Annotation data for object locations
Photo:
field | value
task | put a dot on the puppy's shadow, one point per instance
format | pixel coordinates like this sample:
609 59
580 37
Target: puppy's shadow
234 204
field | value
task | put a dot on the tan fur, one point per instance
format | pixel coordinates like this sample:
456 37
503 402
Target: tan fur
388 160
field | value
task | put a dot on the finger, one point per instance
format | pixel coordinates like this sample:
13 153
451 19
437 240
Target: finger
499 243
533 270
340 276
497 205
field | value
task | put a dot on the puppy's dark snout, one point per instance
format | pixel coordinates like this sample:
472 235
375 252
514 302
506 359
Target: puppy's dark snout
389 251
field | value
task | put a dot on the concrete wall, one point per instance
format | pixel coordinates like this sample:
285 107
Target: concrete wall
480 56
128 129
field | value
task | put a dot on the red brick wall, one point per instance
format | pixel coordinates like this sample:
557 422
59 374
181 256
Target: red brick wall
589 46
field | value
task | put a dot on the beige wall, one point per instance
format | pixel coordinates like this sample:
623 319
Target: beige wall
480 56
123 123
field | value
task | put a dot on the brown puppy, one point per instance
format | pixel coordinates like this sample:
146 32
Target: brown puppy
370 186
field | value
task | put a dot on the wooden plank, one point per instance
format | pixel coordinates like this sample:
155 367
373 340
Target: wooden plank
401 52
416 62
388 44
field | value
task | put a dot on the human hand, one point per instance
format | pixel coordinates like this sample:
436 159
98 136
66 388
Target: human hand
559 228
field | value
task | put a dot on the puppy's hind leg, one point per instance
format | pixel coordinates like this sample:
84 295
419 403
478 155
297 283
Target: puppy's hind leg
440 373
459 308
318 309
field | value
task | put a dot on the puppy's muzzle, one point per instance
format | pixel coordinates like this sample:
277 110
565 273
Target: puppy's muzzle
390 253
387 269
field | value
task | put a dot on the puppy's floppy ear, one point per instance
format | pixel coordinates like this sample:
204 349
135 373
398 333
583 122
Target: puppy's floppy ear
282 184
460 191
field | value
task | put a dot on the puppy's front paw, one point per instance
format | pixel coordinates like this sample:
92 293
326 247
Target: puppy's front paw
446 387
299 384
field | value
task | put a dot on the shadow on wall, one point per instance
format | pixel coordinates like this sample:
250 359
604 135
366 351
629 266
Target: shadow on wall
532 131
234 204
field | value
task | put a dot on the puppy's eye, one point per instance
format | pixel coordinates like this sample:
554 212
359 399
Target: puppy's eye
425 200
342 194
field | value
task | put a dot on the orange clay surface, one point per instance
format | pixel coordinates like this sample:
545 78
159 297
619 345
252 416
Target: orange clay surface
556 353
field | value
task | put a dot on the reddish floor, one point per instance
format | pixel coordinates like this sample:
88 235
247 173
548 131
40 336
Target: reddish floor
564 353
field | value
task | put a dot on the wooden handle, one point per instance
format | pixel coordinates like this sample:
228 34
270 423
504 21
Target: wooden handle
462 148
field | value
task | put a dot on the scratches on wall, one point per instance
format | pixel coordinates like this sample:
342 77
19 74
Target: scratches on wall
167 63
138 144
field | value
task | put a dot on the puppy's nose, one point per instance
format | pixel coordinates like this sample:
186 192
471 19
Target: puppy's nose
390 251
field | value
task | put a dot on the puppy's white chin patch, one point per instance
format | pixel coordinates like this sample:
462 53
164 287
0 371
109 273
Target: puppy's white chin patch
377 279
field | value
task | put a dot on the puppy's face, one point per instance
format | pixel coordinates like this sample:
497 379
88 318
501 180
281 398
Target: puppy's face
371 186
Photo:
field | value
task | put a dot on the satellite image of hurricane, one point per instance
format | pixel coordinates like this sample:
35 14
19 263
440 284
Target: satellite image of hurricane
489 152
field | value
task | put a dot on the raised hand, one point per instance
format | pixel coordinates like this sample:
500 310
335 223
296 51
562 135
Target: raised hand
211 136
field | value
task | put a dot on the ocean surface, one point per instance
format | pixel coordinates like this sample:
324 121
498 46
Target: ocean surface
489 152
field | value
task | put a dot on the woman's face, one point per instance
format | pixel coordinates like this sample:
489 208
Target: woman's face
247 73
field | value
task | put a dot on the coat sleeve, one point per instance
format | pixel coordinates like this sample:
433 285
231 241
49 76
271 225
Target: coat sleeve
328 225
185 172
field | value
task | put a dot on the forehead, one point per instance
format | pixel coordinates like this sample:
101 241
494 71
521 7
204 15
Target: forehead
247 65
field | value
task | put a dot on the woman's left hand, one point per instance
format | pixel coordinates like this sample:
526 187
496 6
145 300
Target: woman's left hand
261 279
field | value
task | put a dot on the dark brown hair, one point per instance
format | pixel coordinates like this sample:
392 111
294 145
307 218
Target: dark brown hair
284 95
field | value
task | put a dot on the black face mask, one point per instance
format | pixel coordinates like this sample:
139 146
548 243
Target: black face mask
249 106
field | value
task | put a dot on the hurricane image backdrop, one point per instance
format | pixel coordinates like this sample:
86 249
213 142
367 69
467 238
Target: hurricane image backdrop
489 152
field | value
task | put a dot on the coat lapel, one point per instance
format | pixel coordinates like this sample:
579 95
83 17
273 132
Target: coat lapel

--

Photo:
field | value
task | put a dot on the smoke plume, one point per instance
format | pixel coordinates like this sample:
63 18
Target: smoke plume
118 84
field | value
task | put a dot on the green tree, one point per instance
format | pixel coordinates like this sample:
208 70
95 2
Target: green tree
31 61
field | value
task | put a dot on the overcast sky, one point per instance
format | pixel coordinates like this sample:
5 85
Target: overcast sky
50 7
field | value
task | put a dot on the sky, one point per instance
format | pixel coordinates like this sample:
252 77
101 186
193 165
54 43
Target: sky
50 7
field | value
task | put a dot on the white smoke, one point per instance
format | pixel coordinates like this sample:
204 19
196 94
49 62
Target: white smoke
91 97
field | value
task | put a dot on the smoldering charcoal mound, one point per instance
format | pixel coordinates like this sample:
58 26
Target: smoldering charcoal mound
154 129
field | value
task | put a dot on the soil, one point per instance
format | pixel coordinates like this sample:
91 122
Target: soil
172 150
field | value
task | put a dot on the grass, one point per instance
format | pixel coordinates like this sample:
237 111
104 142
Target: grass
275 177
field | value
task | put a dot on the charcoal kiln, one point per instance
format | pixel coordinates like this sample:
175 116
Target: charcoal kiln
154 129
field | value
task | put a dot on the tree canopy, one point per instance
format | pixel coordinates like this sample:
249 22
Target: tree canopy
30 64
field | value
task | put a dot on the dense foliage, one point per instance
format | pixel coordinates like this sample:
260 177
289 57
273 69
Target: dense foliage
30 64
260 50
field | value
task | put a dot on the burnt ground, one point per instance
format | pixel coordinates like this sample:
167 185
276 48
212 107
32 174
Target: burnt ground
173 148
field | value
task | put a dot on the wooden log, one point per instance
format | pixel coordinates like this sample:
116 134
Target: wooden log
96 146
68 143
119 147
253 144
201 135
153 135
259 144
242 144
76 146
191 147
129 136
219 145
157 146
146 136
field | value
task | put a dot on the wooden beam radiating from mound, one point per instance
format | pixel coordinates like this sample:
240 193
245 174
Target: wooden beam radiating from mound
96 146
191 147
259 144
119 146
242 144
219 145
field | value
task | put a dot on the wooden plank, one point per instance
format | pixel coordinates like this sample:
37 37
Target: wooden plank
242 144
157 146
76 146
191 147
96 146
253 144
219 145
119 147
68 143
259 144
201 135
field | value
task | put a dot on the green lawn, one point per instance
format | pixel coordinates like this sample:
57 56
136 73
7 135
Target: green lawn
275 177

[What this task involves] Show each line of the records above that contains the string "scratches", matching case exactly.

[Response to this task]
task | put a dot on the scratches on wall, one point per instance
Target: scratches on wall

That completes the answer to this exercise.